*Data entries:*
============================================================

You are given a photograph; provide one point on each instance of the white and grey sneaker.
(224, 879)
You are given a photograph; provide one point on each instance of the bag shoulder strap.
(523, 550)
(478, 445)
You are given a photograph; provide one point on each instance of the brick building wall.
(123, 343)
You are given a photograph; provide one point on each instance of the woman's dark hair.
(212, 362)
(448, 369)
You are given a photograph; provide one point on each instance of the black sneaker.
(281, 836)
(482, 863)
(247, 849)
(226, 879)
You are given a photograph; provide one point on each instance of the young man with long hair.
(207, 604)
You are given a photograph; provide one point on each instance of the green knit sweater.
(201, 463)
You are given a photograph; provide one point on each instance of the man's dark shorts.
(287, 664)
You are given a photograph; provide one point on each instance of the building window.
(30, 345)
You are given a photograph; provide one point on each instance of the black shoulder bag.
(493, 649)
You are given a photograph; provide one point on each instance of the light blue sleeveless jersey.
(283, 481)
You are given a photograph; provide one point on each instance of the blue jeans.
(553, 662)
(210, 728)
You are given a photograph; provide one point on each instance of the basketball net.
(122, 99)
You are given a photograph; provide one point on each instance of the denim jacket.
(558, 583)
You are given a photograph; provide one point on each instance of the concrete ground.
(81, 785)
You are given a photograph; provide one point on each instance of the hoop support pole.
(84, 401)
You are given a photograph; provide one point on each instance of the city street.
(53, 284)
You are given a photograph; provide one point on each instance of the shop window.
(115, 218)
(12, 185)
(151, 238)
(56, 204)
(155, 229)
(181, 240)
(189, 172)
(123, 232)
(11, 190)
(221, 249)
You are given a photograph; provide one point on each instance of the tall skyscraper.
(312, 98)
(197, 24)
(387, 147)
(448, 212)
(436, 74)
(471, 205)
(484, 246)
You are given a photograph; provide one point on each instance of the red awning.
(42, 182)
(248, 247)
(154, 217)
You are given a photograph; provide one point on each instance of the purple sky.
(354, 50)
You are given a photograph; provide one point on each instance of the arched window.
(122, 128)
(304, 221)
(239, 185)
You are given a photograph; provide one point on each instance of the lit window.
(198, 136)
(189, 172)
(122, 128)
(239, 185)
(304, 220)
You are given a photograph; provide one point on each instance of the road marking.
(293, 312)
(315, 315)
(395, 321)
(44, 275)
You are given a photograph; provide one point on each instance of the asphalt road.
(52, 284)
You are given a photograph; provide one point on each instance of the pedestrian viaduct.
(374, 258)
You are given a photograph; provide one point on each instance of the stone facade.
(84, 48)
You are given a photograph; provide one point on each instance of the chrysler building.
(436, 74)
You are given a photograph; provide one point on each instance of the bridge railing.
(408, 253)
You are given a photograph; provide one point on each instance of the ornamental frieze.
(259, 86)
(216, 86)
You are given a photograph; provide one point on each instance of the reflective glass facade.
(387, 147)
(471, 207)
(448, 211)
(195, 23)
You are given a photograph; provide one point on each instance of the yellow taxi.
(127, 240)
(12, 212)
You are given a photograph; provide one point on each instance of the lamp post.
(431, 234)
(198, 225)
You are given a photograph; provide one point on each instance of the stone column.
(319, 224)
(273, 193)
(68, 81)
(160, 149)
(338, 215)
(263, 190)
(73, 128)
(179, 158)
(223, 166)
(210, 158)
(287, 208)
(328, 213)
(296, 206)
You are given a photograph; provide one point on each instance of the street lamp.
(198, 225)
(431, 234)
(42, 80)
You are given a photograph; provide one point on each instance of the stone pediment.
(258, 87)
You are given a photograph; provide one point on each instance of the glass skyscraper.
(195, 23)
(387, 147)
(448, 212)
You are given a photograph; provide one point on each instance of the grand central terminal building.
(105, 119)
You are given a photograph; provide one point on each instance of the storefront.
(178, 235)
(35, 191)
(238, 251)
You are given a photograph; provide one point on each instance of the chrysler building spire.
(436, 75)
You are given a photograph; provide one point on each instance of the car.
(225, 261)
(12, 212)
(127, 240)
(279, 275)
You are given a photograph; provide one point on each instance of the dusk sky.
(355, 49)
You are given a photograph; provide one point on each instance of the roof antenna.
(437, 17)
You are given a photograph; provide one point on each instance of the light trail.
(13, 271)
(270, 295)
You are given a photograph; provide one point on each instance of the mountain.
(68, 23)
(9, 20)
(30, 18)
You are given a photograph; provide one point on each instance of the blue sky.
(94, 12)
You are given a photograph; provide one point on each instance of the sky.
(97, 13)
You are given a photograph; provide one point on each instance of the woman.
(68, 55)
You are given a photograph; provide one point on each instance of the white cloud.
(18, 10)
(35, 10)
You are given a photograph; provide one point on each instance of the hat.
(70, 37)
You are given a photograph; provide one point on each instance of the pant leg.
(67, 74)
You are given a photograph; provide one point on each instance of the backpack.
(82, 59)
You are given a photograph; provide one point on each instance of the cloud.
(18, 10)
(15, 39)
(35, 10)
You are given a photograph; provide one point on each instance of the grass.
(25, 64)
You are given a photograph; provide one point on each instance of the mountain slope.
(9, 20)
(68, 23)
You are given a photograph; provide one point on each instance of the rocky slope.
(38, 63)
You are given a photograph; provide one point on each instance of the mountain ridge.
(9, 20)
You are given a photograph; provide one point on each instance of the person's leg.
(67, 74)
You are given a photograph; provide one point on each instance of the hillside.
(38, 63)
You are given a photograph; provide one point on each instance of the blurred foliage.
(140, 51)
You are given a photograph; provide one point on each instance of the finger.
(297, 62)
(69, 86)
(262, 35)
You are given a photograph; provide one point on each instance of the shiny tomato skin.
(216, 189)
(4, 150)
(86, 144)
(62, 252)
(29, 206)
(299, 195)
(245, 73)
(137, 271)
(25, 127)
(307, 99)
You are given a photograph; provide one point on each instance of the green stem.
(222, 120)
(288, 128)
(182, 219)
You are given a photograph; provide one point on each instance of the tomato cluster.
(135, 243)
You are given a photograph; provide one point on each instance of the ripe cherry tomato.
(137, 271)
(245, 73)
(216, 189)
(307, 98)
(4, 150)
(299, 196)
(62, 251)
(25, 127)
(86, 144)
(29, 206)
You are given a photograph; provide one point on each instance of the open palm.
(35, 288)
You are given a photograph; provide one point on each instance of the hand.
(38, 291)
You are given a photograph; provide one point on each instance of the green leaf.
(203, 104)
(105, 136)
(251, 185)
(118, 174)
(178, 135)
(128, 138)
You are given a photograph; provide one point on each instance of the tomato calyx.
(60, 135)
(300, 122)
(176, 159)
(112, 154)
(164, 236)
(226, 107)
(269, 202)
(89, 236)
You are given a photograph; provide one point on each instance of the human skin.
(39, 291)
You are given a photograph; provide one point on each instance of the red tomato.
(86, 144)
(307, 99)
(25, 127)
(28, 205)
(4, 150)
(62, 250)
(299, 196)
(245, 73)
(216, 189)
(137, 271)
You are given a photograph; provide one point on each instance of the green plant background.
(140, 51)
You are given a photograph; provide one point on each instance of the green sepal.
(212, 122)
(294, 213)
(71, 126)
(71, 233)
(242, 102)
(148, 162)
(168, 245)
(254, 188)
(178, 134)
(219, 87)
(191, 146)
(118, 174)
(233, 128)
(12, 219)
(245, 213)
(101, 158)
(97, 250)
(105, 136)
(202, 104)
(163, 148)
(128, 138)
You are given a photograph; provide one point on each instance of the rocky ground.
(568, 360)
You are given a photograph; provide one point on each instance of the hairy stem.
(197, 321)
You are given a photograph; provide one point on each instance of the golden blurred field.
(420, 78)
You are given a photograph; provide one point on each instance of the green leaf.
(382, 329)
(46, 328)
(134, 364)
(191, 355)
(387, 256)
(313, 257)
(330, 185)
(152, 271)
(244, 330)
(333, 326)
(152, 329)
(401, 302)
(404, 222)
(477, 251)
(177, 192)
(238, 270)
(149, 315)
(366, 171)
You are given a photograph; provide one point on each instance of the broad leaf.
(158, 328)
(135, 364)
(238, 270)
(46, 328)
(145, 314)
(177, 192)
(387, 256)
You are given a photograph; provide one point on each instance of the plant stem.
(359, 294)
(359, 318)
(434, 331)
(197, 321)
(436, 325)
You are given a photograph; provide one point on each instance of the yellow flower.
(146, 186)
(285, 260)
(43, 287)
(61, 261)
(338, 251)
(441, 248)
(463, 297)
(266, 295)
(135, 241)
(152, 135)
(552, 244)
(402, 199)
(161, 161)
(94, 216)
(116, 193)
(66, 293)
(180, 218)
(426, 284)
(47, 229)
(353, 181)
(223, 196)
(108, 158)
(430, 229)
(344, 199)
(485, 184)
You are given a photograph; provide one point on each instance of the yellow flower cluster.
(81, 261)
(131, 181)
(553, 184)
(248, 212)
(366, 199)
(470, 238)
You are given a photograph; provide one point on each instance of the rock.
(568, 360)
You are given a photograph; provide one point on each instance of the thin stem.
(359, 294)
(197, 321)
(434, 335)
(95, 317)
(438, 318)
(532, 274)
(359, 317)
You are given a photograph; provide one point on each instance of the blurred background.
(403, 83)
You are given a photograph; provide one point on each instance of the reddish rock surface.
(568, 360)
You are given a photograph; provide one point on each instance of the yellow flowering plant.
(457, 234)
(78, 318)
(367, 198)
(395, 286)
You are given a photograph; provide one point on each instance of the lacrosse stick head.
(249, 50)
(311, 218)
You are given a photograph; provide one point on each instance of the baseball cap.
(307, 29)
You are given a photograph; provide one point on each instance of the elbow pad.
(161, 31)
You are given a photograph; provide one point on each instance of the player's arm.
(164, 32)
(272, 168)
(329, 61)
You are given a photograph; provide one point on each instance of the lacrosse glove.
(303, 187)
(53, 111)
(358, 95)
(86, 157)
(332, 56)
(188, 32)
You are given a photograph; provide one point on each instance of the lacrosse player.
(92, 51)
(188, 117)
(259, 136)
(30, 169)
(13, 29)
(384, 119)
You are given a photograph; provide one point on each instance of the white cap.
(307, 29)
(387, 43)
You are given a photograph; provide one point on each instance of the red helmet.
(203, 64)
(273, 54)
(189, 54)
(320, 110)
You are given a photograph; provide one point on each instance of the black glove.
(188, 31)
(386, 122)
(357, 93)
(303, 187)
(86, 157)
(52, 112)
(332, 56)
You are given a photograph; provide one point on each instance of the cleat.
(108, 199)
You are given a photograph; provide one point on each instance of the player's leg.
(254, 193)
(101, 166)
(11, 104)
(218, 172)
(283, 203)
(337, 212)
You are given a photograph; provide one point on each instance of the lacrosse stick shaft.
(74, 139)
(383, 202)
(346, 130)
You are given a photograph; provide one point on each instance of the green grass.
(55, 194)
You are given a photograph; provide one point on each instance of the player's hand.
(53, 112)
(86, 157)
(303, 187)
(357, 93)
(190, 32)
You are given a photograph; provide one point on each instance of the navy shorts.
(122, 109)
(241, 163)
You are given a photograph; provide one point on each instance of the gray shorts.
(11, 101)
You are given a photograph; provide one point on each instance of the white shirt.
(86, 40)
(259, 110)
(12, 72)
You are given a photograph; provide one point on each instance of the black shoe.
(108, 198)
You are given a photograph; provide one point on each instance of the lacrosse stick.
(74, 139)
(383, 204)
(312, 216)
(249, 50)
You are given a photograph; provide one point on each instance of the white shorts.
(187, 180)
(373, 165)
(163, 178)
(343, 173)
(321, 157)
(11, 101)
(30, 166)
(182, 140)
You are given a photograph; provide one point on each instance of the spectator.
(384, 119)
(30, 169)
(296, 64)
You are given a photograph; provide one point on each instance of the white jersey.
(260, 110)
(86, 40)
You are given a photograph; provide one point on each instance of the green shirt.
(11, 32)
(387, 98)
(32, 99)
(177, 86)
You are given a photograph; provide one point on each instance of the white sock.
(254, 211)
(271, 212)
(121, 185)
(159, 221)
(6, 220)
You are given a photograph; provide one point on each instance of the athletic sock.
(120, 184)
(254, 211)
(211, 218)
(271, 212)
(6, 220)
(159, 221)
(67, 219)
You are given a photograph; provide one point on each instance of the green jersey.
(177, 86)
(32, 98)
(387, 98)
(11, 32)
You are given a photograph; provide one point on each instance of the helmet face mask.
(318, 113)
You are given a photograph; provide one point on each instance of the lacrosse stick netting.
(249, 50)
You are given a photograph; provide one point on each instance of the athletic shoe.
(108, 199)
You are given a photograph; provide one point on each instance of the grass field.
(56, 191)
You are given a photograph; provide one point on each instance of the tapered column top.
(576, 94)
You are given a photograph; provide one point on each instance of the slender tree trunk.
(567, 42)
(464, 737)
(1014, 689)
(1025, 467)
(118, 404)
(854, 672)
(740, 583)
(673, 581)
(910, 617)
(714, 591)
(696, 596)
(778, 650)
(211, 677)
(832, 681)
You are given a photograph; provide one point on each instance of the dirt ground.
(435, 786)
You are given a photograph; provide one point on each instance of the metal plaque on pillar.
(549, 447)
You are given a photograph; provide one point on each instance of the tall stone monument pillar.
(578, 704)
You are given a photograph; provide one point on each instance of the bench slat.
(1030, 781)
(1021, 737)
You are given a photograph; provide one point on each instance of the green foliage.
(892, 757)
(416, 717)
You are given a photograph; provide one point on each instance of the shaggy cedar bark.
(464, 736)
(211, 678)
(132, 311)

============================================================

*Request:* Extract exactly the lines between the line containing "lacrosse stick netting." and the end of the data, including both.

*Exercise answer:*
You are given a photograph; provide one point on each instance of the lacrosse stick netting.
(249, 50)
You are given a photograph; provide one point on each instance of the athletic shoe.
(108, 199)
You are given a photograph; provide one point on each instance of the grass field.
(56, 191)
You are given a photograph; provide one point on each instance of the tapered column top.
(576, 94)
You are given a photograph; provide one point on each instance of the slender tree trunk.
(567, 42)
(464, 737)
(1014, 689)
(1025, 467)
(118, 404)
(854, 672)
(740, 583)
(673, 581)
(910, 617)
(714, 591)
(696, 596)
(778, 650)
(211, 677)
(832, 681)
You are given a photograph; provide one point on each instance of the dirt ground.
(435, 786)
You are given a photograph; provide one point on each instance of the metal plaque on pillar.
(549, 447)
You are given a photograph; provide one point on each instance of the tall stone monument pillar.
(578, 704)
You are given a photograph; provide one point on each instance of the bench slat.
(1030, 781)
(1021, 737)
You are given a photograph; provide one point on each instance of the green foliage.
(892, 757)
(416, 717)
You are given a photograph; provide one point on each instance of the shaggy cedar bark.
(464, 736)
(211, 678)
(132, 311)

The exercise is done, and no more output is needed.